--- Start THE DATA ---
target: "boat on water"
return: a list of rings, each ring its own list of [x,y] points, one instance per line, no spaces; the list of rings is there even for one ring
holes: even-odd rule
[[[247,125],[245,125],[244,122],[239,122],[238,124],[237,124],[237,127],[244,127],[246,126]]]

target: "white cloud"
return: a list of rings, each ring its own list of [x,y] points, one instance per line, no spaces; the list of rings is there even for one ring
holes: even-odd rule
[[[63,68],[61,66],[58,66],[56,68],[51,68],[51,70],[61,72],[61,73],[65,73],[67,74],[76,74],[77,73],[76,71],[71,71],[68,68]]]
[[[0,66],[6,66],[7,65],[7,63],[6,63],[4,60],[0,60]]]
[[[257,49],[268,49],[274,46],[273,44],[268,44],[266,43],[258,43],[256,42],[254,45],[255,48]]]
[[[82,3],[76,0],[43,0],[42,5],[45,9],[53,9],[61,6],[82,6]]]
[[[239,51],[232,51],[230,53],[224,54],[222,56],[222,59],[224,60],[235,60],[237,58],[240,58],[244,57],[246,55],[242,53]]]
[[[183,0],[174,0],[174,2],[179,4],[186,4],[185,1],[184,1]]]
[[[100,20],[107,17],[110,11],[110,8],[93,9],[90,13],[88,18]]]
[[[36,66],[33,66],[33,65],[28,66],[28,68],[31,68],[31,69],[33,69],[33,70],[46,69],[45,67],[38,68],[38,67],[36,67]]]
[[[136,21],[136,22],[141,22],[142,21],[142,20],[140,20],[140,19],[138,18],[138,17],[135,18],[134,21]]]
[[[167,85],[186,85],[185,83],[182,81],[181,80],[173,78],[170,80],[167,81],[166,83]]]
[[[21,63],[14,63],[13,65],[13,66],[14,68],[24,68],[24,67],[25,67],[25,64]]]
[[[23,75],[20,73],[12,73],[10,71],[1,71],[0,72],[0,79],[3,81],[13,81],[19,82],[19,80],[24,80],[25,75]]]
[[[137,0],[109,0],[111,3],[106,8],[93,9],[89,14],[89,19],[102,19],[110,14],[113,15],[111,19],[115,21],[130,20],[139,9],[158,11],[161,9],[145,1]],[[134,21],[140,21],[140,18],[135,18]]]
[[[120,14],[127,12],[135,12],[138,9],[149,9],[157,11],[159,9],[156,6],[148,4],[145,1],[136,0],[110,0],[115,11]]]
--- End THE DATA ---
**SET TASK:**
List each line in the entries above that contains the string "target", copying every such line in full.

**TASK RESPONSE:**
target: "boat on water"
target: "white cloud"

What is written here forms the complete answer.